#### REQUIRED WORK:
Quote exactly the lines running from the line with "For the spider in" to the end of the entries, including both, and nothing else.

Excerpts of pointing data
--*--

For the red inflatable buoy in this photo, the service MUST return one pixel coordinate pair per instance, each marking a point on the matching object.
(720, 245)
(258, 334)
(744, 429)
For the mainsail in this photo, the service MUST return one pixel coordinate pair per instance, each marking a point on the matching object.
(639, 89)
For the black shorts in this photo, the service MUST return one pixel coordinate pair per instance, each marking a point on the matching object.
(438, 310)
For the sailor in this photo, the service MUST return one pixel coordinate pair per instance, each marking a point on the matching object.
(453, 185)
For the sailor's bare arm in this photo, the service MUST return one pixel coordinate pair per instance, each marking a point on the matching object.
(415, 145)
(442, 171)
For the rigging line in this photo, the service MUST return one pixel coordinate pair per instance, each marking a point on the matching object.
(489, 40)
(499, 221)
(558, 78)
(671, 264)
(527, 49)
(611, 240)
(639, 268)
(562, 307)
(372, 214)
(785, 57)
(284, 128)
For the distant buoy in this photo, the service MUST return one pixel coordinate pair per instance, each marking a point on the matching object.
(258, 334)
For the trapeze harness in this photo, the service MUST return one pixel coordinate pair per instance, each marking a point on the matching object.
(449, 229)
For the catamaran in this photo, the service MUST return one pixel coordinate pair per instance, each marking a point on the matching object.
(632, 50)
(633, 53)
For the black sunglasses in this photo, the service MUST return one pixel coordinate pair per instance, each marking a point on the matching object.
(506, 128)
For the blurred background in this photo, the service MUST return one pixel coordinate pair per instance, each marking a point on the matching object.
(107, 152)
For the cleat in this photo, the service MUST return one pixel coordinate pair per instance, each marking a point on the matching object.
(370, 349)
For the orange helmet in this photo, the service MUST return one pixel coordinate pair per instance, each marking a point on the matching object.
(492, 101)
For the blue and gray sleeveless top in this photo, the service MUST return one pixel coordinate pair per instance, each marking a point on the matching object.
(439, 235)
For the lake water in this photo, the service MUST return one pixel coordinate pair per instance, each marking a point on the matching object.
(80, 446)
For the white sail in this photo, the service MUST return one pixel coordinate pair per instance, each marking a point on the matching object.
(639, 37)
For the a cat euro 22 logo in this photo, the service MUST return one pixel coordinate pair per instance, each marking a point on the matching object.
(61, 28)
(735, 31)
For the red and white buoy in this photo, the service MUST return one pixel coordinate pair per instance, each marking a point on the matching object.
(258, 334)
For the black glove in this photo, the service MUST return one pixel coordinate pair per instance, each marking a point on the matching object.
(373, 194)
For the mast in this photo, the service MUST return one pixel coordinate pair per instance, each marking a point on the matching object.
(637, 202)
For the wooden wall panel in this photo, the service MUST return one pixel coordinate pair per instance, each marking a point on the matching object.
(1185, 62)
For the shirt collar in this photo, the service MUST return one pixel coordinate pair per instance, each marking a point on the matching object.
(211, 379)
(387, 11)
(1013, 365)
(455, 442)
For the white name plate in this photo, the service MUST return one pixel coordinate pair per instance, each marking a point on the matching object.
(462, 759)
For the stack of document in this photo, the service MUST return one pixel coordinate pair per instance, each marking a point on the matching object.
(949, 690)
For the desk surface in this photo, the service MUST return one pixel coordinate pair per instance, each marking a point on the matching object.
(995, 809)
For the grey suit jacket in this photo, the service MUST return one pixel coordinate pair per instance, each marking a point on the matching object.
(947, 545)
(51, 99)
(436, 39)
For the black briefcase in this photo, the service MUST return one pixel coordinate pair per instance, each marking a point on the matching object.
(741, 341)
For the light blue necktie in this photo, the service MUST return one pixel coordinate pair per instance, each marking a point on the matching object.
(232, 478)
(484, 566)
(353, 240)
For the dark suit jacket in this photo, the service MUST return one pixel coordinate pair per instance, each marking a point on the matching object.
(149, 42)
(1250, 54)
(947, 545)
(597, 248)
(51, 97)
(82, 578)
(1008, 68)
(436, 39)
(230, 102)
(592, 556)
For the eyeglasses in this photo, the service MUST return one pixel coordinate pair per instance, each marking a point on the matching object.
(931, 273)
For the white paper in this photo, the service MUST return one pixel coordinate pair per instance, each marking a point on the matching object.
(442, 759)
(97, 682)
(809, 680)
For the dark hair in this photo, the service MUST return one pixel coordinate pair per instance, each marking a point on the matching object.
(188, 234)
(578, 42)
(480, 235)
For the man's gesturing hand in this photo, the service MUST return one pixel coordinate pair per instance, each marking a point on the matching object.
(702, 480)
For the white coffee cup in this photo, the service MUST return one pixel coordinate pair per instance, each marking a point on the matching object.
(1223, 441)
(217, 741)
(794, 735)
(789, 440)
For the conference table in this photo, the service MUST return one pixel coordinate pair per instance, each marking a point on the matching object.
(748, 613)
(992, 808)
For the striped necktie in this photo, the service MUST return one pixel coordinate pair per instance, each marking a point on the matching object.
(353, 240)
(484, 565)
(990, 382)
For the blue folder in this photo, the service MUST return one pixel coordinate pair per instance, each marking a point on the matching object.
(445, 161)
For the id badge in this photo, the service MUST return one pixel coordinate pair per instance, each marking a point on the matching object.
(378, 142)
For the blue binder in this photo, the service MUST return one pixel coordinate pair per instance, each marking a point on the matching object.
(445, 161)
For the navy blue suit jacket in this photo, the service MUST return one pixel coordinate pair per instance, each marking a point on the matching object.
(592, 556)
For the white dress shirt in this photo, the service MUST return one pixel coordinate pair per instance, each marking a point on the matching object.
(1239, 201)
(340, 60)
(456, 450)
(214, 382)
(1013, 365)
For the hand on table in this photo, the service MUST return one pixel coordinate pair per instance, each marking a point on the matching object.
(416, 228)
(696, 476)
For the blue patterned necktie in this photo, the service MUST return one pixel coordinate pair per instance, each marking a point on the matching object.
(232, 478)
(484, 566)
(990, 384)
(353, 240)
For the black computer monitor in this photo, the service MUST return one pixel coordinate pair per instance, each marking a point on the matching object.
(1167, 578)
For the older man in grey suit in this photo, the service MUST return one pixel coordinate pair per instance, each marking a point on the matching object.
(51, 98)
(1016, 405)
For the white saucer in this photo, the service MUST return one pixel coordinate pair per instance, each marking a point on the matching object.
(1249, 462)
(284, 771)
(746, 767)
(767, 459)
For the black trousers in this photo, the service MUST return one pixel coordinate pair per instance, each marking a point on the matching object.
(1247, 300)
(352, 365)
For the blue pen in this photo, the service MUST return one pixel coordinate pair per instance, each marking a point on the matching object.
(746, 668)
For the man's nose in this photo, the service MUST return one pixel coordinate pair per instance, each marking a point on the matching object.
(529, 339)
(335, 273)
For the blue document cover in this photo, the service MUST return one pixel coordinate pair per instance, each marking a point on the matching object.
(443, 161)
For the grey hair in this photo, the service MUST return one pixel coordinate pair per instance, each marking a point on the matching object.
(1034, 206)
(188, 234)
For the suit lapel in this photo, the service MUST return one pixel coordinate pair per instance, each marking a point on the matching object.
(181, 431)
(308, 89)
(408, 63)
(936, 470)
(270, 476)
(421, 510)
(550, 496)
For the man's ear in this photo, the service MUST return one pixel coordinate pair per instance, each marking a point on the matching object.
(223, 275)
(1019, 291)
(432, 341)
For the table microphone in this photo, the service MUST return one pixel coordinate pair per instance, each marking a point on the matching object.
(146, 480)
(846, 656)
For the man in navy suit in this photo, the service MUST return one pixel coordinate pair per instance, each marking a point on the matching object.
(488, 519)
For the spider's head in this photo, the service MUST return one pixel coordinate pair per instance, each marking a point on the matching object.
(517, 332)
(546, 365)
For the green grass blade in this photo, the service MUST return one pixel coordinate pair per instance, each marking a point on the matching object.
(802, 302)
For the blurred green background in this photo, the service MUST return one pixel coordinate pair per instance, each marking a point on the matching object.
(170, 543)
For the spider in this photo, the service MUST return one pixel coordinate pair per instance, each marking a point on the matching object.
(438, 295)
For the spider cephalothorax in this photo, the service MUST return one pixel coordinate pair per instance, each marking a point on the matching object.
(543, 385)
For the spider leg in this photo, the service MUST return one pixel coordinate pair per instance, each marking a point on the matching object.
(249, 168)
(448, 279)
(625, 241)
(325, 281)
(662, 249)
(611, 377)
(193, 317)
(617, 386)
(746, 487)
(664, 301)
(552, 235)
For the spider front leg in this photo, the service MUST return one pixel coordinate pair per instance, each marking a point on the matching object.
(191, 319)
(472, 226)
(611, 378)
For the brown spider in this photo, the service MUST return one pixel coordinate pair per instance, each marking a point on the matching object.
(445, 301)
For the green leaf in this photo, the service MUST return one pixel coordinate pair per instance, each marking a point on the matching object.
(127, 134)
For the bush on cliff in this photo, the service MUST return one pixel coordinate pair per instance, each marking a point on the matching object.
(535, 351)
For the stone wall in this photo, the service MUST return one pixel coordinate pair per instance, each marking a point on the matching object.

--*--

#### ANSWER TO THE EXERCISE:
For the spider in this photo, the service MUST return one pixel coordinate pair per instance, each marking a point on the matching object.
(438, 295)
For the spider cephalothorax in this photo, the service MUST return one pixel coordinate pair per instance, each marking a point on the matching object.
(543, 385)
For the spider leg in this photo, the service MUST return one pixel coordinate pair per instance, each marking a point on the matching object.
(249, 168)
(448, 279)
(625, 241)
(325, 281)
(662, 249)
(611, 377)
(193, 317)
(617, 386)
(746, 487)
(664, 301)
(552, 235)
For the spider front leg in this photo, the service MUST return one pixel coordinate pair per instance, each marking a point on the matching object.
(191, 319)
(472, 226)
(611, 378)
For the brown spider in this photo, the service MUST return one pixel coordinate pair per instance, each marking a point on the matching object.
(445, 301)
For the green leaf in this photo, the service MUST return one pixel coordinate pair per instance, each marking a point on the matching object.
(127, 134)
For the bush on cliff in this photo, the service MUST return one pixel coordinate pair per instance, each marking a point on the matching object.
(535, 351)
For the stone wall in this photo, the service MUST return one pixel coordinate pair per instance, each marking a point on the matching object.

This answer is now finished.